*PASSAGE SHOWN:*
=-=-=-=-=

On this fiftieth anniversary of the speech, let’s consider: What do his words mean for America today? How much closer are we to Dr. King’s dream?
And so even though we face the difficulties of today and tomorrow, I still have a dream. It is a dream deeply rooted in the American dream.
I have a dream that one day this nation will rise up and live out the true meaning of its creed: “We hold these truths to be self-evident, that all men are created equal.
I have a dream that one day on the red hills of Georgia, the sons of former slaves and the sons of former slave owners will be able to sit down together at the table of brotherhood.
I have a dream that one day even the state of Mississippi, a state sweltering with the heat of injustice, sweltering with the heat of oppression, will be transformed into an oasis of freedom and justice.
I have a dream that my four little children will one day live in a nation where they will not be judged by the color of their skin but by the content of their character.
I have a dream today!
This particular phrase “where they will not be judged by the color of their skin but by the content of their character,” is the litmus test of the dream of equality Dr. King laid out in his speech. And in many ways, in terms of how we treat one another and how we assess the content of someone’s character, we are far more socially evolved than we were. The color of a person’s skin is less and less of a factor when it comes to the assessment of their character. By no means are we past the point where the color of someone’s skin isn’t a factor, but we are far past the societal restrictions that were present in the early ‘60s.
Unless you live in a cave you know America has a black president. Considering that the Voting Rights Act was passed into law two years after the “I Have A Dream Speech,” and that less than fifty years after that guarantee of voter protection for black Americans, we now have a black president, it’s incredible. As in, it’s hard to believe. Culturally, most of us have already had our “I can’t believe we have a black president” moments during the first election. But it’s no less remarkable when you consider it in the historical context. America has a black president! Also, the United States attorney general is black. And there’s a black Supreme Court justice, the Hon. Clarence Thomas (all jokes aside, he’s still a black man). In many ways, it seems Dr. King’s dream is so much closer to becoming true.

=-=-=-=-=

*DATA:*
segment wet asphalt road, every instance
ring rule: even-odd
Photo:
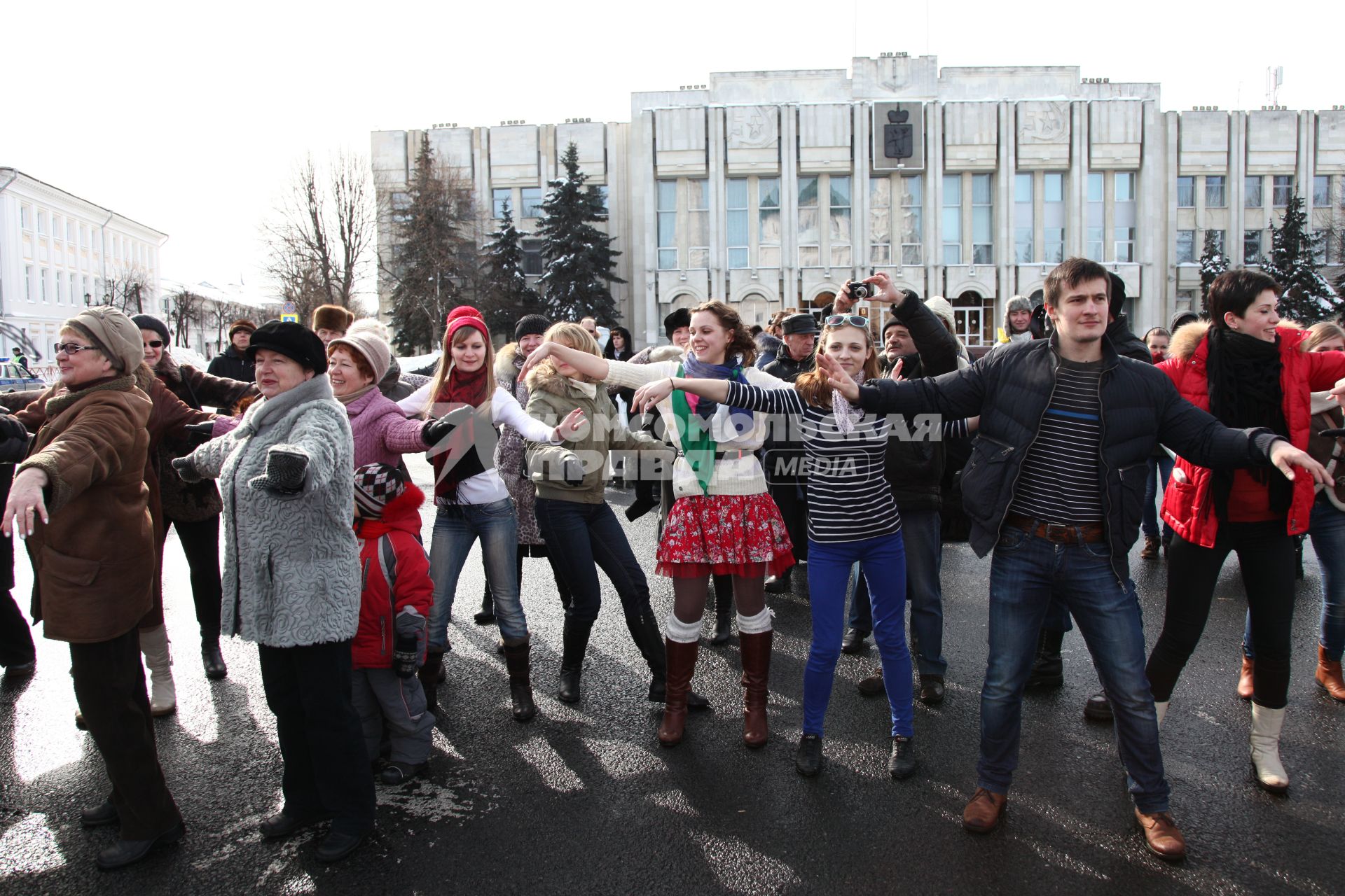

=-=-=-=-=

*PROBLEM TO WORK ON:*
Repeat the part of the passage on the "I Have a Dream" speech between "On this fiftieth" and "are created equal.", inclusive.

*OUTPUT BELOW:*
On this fiftieth anniversary of the speech, let’s consider: What do his words mean for America today? How much closer are we to Dr. King’s dream?
And so even though we face the difficulties of today and tomorrow, I still have a dream. It is a dream deeply rooted in the American dream.
I have a dream that one day this nation will rise up and live out the true meaning of its creed: “We hold these truths to be self-evident, that all men are created equal.